----- Page excerpt -----
HELIX TITE-PAK


    The Helix Company of Crown Point, Indiana began manufacturing the compact Tite-Pack side loader around 1971. This ten yard body featured a unique split-packing panel, with the short lower-portion acting as a plunger to clear the four cubic yard hopper, and the large upper portion serving as a retainer and ejector plate. The bubble tailgate imparted a rolling action to the load, and the shorter blade delivered 35 P.S.I for claimed compaction densities of up to 800 pounds per cubic yard. To eject, the twin blades worked together as one to clear the body.

    The Tite-Pack was the creation of Henry W. Churchman of Wichita, Kansas. Churchman died in 1971, and his patent was assigned to Helix Corporation. ostensibly by his widow who retained the rights by inheritance. It is highly likely that Churchman didn't live to see his design come to fruition, but it was to have quite a long production run under several brand names.




    The packer blade and ejector blade were made as an assembly, forming a sliding carriage within the body, powered by hydraulic cylinders mounted longitudinally. When this assembly was fully retracted forward, the ejector portion stopped just short of the loading door, forming a bulkhead to define the refuse storage compartment and prevent fall-back. The assembly was fully extended to eject the load out the rear opening of the body.

    The lower portion of the blade, which performed the packing, operated just like a conventional drop-frame side loader, such as the Shu-Pak. This short blade moved back and forth the distance of the loading hopper floor, shoving each charge of refuse under the ejector portion. This short packing blade (sometimes referred to as the 'pump' in Cobey brochures) and its two cross-mounted packing rams were completely contained within the sliding assembly mentioned previously. A follower plate allowed for continuous loading of refuse while the packing blade was in motion.
-----
**Written problem 1**
Answer from the Tite-Pak page:
(a) How many cubic yards did the hopper hold?
(b) What city was Henry W. Churchman from?
(c) What name did Cobey brochures sometimes use for the short packing blade?
The Tite-Pak page and the rows that follow it come from unrelated sources.
----- Listed entries -----
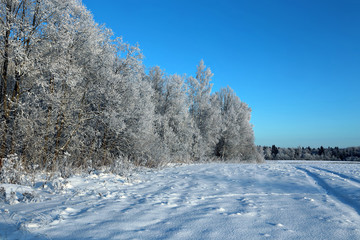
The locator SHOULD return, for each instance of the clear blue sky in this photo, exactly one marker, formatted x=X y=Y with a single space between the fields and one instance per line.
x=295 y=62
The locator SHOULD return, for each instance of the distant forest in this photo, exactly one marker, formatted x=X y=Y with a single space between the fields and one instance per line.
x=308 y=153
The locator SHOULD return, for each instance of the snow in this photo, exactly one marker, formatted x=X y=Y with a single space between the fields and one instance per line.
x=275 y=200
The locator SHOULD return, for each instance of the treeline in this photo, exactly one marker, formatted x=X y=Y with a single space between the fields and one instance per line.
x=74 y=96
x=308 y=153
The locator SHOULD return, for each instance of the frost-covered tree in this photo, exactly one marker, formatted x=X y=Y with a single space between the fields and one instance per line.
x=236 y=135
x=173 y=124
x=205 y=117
-----
----- Listed entries -----
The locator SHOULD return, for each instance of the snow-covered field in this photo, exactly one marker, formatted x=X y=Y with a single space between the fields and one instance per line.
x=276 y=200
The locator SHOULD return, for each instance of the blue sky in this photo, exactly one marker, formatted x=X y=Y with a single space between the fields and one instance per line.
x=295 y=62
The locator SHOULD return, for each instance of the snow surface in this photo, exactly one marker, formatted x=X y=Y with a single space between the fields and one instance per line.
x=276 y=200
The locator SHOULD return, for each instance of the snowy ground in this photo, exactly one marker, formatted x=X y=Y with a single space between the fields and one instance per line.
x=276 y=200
-----
**Written problem 2**
Collect every line of the rows that contains the string "marker". Case counts.

**Exercise answer 1**
(a) Four cubic yards.
(b) Wichita, Kansas.
(c) The 'pump'.

**Exercise answer 2**
The locator SHOULD return, for each instance of the clear blue sky in this photo, exactly one marker, formatted x=X y=Y with a single space between the fields and one instance per line.
The locator SHOULD return, for each instance of the distant forest in this photo, exactly one marker, formatted x=X y=Y with a single space between the fields and one instance per line.
The locator SHOULD return, for each instance of the snow in this photo, exactly one marker, formatted x=X y=Y with a single space between the fields and one instance per line.
The locator SHOULD return, for each instance of the treeline in this photo, exactly one marker, formatted x=X y=Y with a single space between the fields and one instance per line.
The locator SHOULD return, for each instance of the frost-covered tree in this photo, exactly one marker, formatted x=X y=Y with a single space between the fields and one instance per line.
The locator SHOULD return, for each instance of the snow-covered field in this photo, exactly one marker, formatted x=X y=Y with a single space between the fields and one instance per line.
The locator SHOULD return, for each instance of the blue sky in this photo, exactly one marker, formatted x=X y=Y with a single space between the fields and one instance per line.
The locator SHOULD return, for each instance of the snow surface in this photo, exactly one marker, formatted x=X y=Y with a single space between the fields and one instance per line.
The locator SHOULD return, for each instance of the snowy ground in this photo, exactly one marker, formatted x=X y=Y with a single space between the fields and one instance per line.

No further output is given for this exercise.